▶ **Goal of the exercise**
Starting at the line with "Mark the innermost point of each instance of the aircraft tail", transcribe each line through the final one, both included, and add nothing.

▶ **Record extracts**
___
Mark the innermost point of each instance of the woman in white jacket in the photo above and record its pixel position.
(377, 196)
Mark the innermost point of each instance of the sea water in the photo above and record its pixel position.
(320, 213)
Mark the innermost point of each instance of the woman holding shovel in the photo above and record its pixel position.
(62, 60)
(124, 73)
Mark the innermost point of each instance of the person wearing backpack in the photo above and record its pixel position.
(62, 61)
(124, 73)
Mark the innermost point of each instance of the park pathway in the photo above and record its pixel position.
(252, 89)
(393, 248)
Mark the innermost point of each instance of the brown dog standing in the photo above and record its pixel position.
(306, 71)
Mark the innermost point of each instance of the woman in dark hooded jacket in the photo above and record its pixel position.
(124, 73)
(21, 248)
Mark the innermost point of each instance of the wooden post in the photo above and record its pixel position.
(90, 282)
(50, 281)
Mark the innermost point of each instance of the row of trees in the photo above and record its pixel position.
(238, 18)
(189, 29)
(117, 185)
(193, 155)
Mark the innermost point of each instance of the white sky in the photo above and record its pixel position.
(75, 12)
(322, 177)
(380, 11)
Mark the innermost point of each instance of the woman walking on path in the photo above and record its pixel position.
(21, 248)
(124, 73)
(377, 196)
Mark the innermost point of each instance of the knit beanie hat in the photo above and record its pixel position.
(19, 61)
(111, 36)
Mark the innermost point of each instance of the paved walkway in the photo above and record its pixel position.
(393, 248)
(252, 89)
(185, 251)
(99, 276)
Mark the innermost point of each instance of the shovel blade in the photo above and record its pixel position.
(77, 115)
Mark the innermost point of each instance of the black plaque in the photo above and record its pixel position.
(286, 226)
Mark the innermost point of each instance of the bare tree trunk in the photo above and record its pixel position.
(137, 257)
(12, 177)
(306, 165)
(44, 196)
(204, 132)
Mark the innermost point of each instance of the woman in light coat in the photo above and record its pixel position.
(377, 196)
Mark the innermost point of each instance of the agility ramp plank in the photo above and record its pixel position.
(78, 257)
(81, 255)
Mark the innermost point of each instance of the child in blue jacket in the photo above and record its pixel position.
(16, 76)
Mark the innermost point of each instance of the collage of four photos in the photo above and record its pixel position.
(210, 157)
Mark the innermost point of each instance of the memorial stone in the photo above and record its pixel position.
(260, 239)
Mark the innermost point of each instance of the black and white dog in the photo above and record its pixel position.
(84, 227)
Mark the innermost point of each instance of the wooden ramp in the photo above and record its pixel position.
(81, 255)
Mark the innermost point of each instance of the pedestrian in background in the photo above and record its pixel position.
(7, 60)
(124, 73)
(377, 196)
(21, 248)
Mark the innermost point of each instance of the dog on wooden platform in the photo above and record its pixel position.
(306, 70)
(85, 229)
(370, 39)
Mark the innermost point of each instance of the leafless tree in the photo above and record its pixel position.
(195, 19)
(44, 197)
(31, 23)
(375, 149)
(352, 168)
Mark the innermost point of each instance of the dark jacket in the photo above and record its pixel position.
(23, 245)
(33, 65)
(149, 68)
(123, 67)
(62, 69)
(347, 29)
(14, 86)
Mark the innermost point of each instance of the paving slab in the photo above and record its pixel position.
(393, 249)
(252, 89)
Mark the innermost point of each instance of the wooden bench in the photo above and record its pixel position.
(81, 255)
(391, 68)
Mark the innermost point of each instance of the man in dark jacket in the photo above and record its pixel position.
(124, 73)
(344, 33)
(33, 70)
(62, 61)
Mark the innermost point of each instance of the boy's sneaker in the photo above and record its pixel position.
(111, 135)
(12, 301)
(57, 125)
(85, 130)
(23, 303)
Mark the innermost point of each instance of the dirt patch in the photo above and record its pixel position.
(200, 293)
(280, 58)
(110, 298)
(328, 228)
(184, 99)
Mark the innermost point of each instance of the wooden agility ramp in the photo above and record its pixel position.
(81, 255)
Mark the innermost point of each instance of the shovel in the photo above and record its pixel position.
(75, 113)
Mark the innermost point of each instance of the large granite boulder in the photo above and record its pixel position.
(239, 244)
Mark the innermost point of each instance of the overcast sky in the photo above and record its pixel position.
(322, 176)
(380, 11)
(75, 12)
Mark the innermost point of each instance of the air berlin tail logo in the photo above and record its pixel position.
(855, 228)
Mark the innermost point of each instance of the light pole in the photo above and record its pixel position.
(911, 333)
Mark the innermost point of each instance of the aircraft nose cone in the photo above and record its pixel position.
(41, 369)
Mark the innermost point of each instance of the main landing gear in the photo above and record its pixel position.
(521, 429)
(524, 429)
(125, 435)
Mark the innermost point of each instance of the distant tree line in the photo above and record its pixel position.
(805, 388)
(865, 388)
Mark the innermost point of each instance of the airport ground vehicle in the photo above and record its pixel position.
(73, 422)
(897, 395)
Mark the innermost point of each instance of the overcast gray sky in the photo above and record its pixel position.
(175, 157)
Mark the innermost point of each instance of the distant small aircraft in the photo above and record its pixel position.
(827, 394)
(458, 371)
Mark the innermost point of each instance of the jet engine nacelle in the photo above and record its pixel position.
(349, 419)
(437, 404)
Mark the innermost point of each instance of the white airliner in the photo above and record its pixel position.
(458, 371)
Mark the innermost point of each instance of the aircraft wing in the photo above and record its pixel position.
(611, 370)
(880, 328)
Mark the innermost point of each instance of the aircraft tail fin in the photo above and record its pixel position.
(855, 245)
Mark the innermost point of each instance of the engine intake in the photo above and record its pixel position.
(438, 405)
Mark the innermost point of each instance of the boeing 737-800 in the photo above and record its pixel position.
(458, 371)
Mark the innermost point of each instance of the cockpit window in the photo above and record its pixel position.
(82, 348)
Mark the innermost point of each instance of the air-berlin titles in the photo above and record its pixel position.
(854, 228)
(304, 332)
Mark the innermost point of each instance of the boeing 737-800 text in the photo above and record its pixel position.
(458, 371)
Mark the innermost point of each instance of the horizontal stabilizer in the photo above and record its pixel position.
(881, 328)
___
▶ **Exercise answer**
Mark the innermost point of each instance of the aircraft tail fin in the photo above and record its pixel position.
(855, 245)
Mark the innermost point of each instance of the engine intake in the photo above and record its pixel position.
(438, 405)
Mark the innermost point of each instance of the boeing 737-800 in the photo above and record its pixel position.
(458, 371)
Mark the innermost point of each instance of the cockpit window in the photo above and record its pixel position.
(82, 348)
Mark the innermost point of each instance of the air-berlin titles in the photo above and record its pixel position.
(854, 228)
(304, 332)
Mark the innermost point of each instance of the boeing 737-800 text in the photo above and record its pixel position.
(458, 371)
Mark the innermost point of each instance of the horizontal stabilizer in the photo above and record its pixel position.
(881, 328)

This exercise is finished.